Begin with the line containing "Could you please indicate the player's bare" and copy each line exactly through the last line of the entries, inclusive.

--- --- ---

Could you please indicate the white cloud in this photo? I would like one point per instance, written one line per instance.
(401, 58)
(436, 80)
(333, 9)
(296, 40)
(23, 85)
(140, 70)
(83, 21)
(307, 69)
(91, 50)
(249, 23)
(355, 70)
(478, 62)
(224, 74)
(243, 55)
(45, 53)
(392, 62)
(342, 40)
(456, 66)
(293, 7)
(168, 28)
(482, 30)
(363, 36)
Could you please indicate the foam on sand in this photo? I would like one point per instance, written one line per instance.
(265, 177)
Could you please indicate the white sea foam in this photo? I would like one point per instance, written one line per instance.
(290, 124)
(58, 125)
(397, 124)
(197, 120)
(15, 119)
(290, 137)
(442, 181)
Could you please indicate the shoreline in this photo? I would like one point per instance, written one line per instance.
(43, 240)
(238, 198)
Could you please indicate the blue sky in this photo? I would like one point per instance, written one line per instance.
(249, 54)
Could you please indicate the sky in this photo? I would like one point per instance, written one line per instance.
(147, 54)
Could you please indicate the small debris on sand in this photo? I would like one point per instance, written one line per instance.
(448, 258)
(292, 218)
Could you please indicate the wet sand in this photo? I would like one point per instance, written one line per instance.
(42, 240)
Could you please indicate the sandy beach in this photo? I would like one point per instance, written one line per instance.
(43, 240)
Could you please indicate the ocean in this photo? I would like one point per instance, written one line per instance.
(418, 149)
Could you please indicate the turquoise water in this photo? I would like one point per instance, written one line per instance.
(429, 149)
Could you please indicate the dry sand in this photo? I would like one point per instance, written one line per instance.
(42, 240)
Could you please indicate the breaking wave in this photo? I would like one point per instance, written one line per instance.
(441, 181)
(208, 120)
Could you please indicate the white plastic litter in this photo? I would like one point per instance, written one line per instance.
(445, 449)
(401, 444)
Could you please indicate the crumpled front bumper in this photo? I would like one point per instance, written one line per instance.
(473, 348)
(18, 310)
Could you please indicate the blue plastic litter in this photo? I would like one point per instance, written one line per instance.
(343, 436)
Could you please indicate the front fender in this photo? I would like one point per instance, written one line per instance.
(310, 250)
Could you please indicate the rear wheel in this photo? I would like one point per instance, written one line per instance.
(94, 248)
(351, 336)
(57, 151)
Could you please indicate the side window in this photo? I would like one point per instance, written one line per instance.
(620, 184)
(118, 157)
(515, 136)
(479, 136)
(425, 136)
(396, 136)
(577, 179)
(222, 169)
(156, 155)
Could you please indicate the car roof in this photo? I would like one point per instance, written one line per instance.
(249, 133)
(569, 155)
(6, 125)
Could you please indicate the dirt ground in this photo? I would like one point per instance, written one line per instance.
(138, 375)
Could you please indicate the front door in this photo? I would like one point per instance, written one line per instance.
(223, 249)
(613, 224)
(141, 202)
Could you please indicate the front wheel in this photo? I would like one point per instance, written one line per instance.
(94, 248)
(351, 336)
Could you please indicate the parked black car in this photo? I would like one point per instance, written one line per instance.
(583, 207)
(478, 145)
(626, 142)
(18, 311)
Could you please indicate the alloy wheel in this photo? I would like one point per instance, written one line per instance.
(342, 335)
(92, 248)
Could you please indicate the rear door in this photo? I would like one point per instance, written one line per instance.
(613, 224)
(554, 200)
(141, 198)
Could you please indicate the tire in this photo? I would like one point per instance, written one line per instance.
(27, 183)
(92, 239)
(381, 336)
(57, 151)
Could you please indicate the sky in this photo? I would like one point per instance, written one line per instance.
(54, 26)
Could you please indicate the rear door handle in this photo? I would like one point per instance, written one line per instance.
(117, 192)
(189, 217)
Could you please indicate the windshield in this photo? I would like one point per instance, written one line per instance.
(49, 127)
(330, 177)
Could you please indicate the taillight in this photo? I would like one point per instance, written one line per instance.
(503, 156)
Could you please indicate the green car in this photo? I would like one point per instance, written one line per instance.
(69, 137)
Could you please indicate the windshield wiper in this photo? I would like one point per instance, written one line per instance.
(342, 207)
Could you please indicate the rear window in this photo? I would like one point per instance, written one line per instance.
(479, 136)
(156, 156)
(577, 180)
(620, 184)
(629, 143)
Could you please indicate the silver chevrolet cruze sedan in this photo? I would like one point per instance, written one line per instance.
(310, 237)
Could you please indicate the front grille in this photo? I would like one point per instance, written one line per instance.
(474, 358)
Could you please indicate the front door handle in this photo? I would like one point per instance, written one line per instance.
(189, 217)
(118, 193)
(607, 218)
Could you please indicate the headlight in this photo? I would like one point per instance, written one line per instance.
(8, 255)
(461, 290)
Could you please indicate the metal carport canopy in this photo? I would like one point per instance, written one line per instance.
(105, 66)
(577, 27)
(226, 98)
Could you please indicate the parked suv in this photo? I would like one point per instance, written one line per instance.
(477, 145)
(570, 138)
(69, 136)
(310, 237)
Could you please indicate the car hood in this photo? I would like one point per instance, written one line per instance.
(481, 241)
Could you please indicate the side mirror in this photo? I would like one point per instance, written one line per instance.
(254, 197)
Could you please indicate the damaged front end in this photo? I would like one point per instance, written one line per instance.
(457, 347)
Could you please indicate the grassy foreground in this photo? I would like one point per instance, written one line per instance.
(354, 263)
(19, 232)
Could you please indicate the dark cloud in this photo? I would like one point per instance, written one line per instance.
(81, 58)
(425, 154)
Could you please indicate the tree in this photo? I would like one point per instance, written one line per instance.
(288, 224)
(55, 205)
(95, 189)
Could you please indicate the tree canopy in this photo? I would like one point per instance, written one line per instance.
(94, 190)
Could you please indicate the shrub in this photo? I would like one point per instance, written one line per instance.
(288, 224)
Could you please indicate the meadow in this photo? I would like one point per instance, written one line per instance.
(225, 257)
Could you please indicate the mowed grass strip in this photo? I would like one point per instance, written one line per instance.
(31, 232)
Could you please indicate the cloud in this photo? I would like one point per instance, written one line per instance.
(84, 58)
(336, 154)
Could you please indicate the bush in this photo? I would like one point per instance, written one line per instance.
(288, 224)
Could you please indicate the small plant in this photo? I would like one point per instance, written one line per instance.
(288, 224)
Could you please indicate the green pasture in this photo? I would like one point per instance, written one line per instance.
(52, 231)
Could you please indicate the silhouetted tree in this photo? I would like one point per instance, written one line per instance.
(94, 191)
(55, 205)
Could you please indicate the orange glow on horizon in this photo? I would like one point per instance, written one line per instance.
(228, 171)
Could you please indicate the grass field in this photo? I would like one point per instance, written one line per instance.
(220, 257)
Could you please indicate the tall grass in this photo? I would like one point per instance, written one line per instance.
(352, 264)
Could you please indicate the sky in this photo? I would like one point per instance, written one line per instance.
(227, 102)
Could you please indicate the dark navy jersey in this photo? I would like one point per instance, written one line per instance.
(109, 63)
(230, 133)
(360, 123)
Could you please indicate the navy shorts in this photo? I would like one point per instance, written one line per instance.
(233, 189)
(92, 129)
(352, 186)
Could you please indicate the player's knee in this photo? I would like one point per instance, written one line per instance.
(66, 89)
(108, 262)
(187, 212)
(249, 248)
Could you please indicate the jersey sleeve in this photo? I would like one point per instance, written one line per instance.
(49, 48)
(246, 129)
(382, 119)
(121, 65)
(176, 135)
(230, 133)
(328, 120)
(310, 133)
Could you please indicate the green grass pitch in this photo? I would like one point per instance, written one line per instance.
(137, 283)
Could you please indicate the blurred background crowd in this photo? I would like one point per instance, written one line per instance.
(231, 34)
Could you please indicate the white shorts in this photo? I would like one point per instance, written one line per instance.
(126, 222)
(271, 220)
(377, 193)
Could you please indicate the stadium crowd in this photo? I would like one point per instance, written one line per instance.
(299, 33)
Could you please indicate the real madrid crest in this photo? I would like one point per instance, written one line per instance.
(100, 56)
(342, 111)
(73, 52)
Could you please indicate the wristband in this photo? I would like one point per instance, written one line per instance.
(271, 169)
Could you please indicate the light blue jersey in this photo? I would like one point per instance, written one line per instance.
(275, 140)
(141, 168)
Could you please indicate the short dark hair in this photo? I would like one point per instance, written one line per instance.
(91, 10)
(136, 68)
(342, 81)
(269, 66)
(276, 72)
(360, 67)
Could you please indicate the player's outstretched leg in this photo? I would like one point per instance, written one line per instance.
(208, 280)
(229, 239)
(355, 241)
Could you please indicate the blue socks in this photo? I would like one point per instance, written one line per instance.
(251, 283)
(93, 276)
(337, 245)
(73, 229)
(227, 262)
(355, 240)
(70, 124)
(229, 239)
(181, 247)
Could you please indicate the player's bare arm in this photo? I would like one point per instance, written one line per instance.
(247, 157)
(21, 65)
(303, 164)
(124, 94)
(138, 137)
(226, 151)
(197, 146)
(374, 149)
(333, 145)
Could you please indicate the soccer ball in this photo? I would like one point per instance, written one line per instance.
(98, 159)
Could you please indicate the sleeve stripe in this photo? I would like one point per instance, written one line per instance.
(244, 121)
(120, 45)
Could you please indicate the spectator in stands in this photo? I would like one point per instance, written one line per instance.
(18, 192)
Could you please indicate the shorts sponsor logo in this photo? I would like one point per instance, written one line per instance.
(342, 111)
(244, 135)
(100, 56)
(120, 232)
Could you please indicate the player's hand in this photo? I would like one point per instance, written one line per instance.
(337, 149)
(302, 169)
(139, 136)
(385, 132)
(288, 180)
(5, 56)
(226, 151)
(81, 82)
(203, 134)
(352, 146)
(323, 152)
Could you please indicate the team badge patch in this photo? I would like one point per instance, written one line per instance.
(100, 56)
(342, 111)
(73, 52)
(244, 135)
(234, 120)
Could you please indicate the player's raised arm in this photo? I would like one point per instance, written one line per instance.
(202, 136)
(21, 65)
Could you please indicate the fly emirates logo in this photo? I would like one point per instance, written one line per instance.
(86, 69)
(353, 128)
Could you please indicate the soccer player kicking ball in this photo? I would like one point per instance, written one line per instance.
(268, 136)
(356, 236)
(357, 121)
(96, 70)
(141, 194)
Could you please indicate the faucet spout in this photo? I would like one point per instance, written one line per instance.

--- --- ---

— FULL OUTPUT —
Could you please indicate the player's bare arm in this photo? I would like one point per instance, written one line per instance.
(247, 157)
(21, 65)
(303, 164)
(124, 94)
(138, 137)
(226, 151)
(197, 146)
(374, 149)
(333, 145)
Could you please indicate the soccer ball in this photo? I would like one point per instance, written one line per instance.
(98, 159)
Could you please indicate the sleeve stripe in this photo? I would like one point per instance, written one line per instance.
(244, 121)
(120, 45)
Could you please indicate the spectator in stands in this photo? I would like one point per instance, written one line per instance.
(18, 192)
Could you please indicate the shorts sponsor logo in this photo? I would like one point per instance, written one line per instance.
(342, 111)
(244, 135)
(100, 56)
(120, 232)
Could you please indicate the player's hand in this photo? I would like one point per instance, written one line per instance.
(337, 149)
(302, 169)
(139, 136)
(385, 132)
(288, 180)
(5, 56)
(226, 151)
(81, 82)
(203, 134)
(352, 146)
(323, 152)
Could you please indicate the team badge patch in this photo? I would like one point per instance, written one line per instance.
(100, 56)
(342, 111)
(73, 52)
(244, 135)
(234, 120)
Could you please indicate the player's raised arm in this photo? I would like one point per instance, written one line per instance.
(202, 136)
(21, 65)
Could you please indicate the fly emirates logo in this photo? I would like one point per instance, written one line per instance.
(86, 69)
(353, 128)
Could you please indicate the soccer player kicking ball in this photo? I would like one point per instance, written one line per instance.
(268, 136)
(356, 236)
(357, 121)
(96, 70)
(141, 194)
Could you please indicate the faucet spout in this photo? I would like one point per instance, written one line per instance.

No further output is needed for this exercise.